■ What this task involves:
Only the lines from the one with "Would you mind marking the tree line" to the last line belong in your answer; write them out exactly and drop the pictures.

■ Input for this task:
########

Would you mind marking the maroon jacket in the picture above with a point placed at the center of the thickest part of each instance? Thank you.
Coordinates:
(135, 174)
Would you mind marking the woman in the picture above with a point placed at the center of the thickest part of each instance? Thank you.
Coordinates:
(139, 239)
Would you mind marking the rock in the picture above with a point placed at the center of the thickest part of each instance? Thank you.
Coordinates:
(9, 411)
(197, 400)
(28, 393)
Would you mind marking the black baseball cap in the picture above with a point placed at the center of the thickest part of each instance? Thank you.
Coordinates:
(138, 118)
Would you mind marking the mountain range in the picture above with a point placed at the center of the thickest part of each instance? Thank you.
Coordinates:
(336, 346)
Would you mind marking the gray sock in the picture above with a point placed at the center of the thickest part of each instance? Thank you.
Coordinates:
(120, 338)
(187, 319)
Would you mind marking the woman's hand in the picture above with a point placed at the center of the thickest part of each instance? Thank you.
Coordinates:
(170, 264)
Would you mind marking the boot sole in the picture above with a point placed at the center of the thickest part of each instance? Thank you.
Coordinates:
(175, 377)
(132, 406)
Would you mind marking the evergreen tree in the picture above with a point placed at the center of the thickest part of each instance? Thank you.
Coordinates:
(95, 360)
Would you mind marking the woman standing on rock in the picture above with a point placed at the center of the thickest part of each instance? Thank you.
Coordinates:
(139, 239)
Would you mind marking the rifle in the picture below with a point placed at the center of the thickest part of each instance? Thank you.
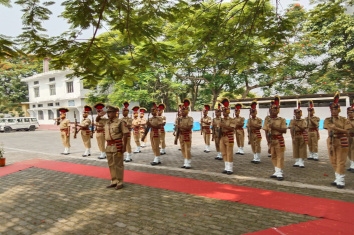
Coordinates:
(75, 126)
(147, 129)
(177, 130)
(92, 126)
(213, 130)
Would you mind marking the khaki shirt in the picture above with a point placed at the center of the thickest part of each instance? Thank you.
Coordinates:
(85, 123)
(229, 122)
(64, 123)
(315, 119)
(300, 122)
(203, 119)
(340, 122)
(277, 122)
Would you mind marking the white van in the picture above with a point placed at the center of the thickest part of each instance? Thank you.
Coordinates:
(18, 123)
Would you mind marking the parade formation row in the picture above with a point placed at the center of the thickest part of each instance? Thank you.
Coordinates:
(114, 135)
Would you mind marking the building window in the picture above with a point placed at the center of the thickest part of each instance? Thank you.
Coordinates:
(71, 102)
(69, 87)
(36, 92)
(40, 115)
(50, 115)
(52, 89)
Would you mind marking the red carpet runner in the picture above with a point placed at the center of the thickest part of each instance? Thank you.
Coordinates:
(337, 217)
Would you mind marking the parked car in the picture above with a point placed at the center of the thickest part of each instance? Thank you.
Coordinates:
(18, 123)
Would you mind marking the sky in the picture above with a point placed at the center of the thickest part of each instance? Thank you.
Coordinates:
(11, 24)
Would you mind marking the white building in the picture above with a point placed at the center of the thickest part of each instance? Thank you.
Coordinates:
(51, 90)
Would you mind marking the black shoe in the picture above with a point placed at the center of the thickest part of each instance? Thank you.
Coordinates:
(280, 178)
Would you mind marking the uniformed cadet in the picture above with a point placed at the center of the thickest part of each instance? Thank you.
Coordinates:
(254, 125)
(313, 123)
(185, 126)
(205, 122)
(239, 131)
(298, 133)
(128, 122)
(85, 130)
(216, 129)
(266, 120)
(136, 128)
(227, 127)
(116, 136)
(161, 108)
(155, 123)
(337, 141)
(275, 127)
(101, 142)
(350, 112)
(142, 126)
(64, 125)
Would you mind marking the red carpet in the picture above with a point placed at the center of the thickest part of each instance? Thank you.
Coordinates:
(338, 216)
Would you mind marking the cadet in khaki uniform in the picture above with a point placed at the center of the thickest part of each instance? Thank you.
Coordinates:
(297, 127)
(254, 125)
(162, 130)
(185, 126)
(155, 123)
(205, 122)
(101, 142)
(350, 113)
(239, 132)
(337, 141)
(85, 130)
(227, 127)
(142, 126)
(313, 123)
(116, 136)
(128, 122)
(275, 127)
(216, 127)
(136, 128)
(64, 124)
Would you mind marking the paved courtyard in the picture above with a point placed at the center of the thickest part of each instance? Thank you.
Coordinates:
(60, 194)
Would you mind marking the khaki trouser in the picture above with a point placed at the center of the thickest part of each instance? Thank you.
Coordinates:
(339, 156)
(351, 148)
(155, 144)
(163, 140)
(277, 154)
(240, 138)
(255, 143)
(101, 142)
(116, 167)
(65, 139)
(86, 138)
(206, 137)
(226, 149)
(141, 135)
(185, 147)
(137, 139)
(299, 147)
(313, 141)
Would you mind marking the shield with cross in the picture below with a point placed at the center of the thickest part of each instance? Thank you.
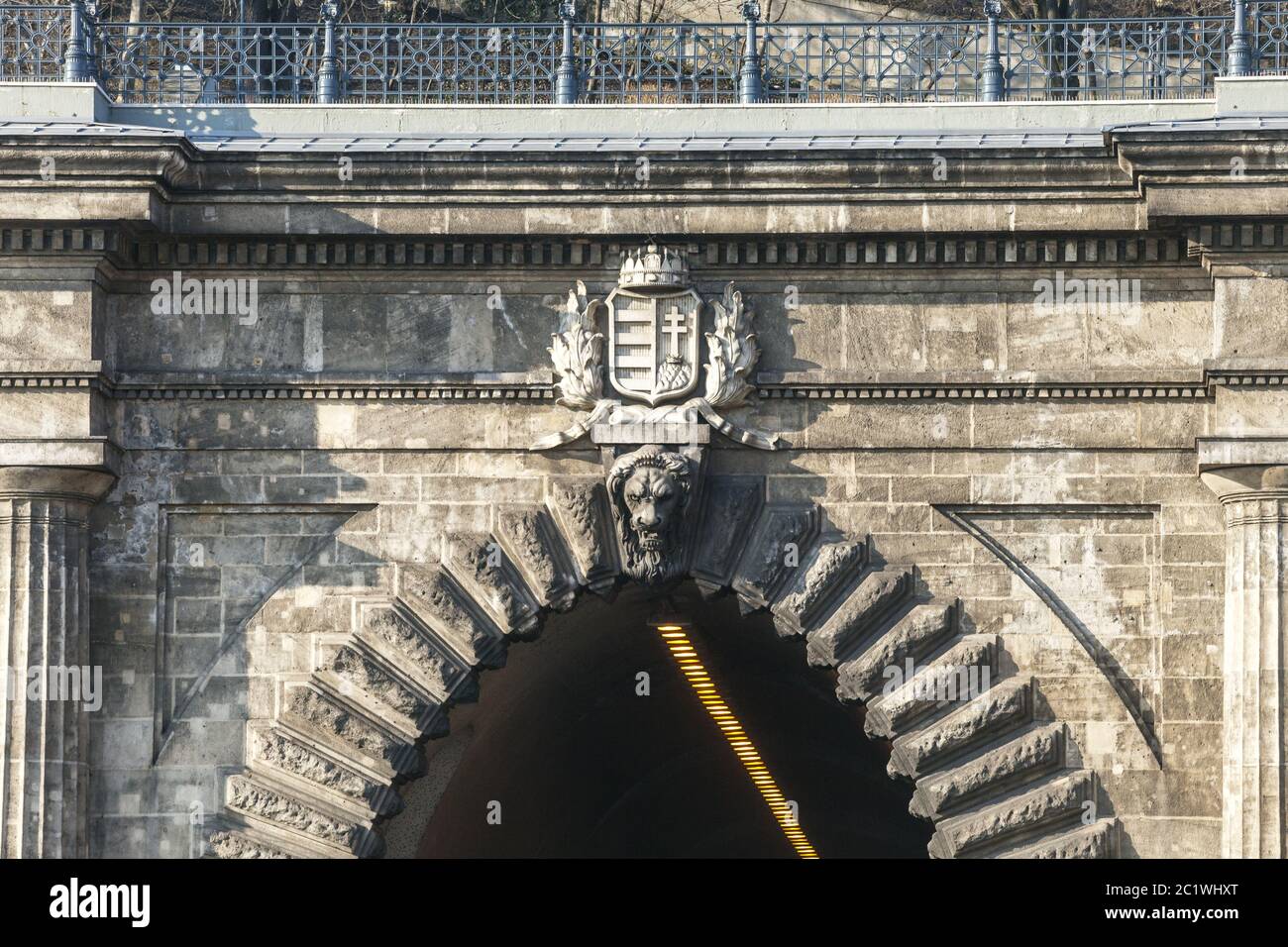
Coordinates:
(653, 343)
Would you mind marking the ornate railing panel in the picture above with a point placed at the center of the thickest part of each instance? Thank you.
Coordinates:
(871, 62)
(502, 62)
(33, 43)
(467, 63)
(1269, 27)
(206, 62)
(660, 62)
(1113, 58)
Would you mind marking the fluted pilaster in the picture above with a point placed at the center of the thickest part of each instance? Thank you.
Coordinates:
(1256, 630)
(44, 647)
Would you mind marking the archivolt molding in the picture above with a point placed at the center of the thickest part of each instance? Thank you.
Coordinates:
(995, 774)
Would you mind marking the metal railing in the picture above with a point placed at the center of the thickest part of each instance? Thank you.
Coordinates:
(567, 62)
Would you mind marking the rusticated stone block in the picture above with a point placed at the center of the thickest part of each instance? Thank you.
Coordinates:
(831, 573)
(482, 566)
(874, 602)
(532, 540)
(581, 510)
(996, 710)
(960, 674)
(281, 750)
(778, 545)
(439, 602)
(1098, 840)
(993, 774)
(1055, 801)
(417, 651)
(914, 634)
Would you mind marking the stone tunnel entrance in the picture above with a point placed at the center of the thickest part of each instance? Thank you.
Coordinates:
(566, 757)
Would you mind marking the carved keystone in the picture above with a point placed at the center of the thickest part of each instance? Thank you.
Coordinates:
(778, 547)
(728, 514)
(580, 508)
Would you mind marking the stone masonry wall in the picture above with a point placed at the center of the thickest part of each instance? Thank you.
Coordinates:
(265, 493)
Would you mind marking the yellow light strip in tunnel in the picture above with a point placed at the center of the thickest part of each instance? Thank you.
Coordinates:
(687, 657)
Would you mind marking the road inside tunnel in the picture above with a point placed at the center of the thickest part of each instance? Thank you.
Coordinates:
(575, 753)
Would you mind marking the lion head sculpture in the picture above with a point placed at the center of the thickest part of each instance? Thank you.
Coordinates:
(649, 491)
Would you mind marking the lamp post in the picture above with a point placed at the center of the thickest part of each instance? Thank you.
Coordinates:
(1239, 62)
(329, 69)
(78, 63)
(992, 77)
(566, 76)
(748, 76)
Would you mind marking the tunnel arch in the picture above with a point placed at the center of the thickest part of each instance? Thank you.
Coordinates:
(990, 766)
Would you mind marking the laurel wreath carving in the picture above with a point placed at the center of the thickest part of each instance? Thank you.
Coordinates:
(732, 352)
(578, 352)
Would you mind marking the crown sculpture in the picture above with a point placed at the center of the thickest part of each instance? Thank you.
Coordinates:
(649, 266)
(655, 338)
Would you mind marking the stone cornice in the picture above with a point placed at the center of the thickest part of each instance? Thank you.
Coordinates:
(143, 256)
(1140, 385)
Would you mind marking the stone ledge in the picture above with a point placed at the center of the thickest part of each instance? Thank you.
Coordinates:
(89, 454)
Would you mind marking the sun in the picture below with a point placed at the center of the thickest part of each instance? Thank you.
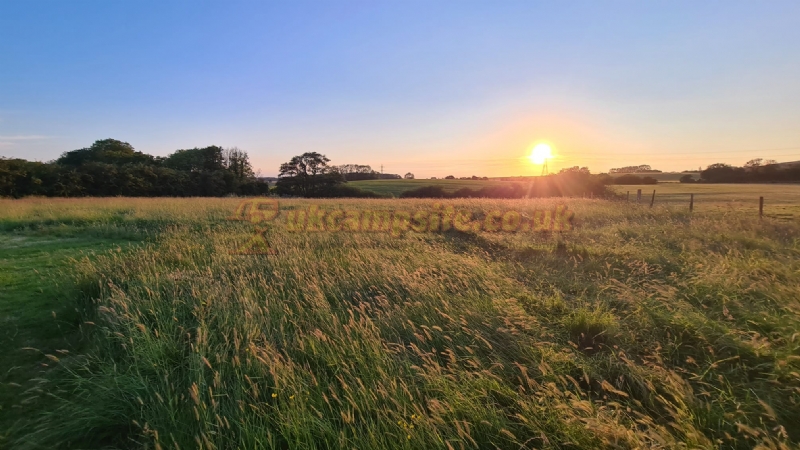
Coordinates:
(541, 153)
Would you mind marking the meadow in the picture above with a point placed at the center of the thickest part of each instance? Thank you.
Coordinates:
(132, 323)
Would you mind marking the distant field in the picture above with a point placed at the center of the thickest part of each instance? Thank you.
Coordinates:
(396, 187)
(780, 200)
(661, 177)
(129, 323)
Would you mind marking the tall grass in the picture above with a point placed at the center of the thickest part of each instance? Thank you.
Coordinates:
(642, 328)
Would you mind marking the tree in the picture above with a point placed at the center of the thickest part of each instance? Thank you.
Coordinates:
(238, 163)
(107, 151)
(307, 175)
(753, 163)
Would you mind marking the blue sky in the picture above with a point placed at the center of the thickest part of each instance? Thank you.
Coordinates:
(433, 87)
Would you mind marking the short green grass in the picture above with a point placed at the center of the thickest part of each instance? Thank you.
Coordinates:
(397, 187)
(641, 328)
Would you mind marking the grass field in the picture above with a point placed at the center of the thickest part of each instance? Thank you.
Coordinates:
(640, 328)
(397, 187)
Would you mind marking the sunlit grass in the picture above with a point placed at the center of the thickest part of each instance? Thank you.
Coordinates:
(642, 328)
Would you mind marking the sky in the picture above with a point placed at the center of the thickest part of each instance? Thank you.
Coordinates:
(430, 87)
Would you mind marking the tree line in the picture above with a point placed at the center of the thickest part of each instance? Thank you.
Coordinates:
(114, 168)
(754, 171)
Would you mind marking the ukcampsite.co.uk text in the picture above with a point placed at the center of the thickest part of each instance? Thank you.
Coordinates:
(438, 218)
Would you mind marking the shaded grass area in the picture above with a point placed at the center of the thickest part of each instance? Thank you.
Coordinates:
(642, 328)
(38, 308)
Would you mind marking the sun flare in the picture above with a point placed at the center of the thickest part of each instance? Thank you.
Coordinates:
(541, 153)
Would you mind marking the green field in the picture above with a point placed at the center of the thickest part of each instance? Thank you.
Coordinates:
(131, 323)
(396, 187)
(780, 200)
(664, 177)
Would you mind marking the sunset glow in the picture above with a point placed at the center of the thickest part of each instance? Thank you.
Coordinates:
(540, 154)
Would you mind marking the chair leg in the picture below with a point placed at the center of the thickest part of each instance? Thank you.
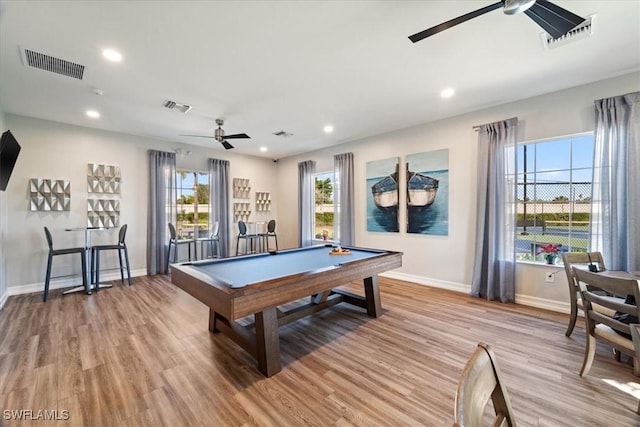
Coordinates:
(86, 282)
(120, 263)
(589, 353)
(572, 319)
(166, 266)
(97, 283)
(47, 279)
(126, 258)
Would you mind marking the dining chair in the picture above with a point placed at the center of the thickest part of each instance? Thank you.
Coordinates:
(212, 239)
(250, 240)
(176, 243)
(591, 260)
(271, 232)
(604, 326)
(66, 251)
(480, 381)
(120, 247)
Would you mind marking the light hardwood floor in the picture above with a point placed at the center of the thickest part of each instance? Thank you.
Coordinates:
(142, 356)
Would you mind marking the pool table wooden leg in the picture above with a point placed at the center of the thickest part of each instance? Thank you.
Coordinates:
(267, 342)
(212, 321)
(372, 296)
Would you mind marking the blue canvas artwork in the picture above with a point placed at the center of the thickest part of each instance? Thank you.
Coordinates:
(427, 179)
(382, 195)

########

■ Result below:
Would you mind marking the tree line in the picture above with a point placed at the center of the thickest part of each instance? Thank you.
Coordinates:
(114, 168)
(754, 171)
Would you mind marking the ukcampsite.co.uk text in the picture above with a point placed at the center of the thickest part of each instance? Thank you.
Coordinates:
(438, 218)
Would you mind marking the shaded grass area in the picture above with a point placed at the center of the thickest part of each instance? Thank you.
Coordinates:
(642, 328)
(38, 308)
Would you mind marking the sun flare in the picture above with a point placed at the center of the thickest part of each instance? Thank you.
Coordinates:
(541, 153)
Would you mind marking the green field in the picture above with a point placed at the center of the thickest part of each instance? Thank you.
Coordinates:
(131, 323)
(396, 187)
(780, 200)
(664, 177)
Would you mind marking the sunset glow in the picture above with a point placed at the center of the thickest part of each instance? Thank you.
Coordinates:
(540, 154)
Would you mind marking the chair leg in the picture below with a point placed at the center of the thickest part of each instance? Thank you.
Coordinates:
(86, 282)
(120, 263)
(589, 353)
(572, 319)
(166, 266)
(97, 283)
(47, 279)
(126, 258)
Would you mind marking the dining chair in the picture above with a point placed at the center of the thickest part of each instance? Thank you.
Coordinates:
(212, 239)
(250, 240)
(176, 243)
(591, 260)
(271, 232)
(604, 326)
(66, 251)
(480, 381)
(120, 247)
Would you mind marking the light hardwood floor in the picture above with a point placed at the center of the thickest part of each instance? Thank you.
Coordinates:
(142, 356)
Would you mind marking the pool table wooden leg in the picture above with a point placed at the center of the thickest part of each instance? Thank you.
Coordinates:
(267, 342)
(212, 321)
(372, 296)
Would you mind marking the blue canvas artwork in the picture above with a point placed at the center of the thickest part of each instance? Thank you.
Coordinates:
(427, 179)
(382, 195)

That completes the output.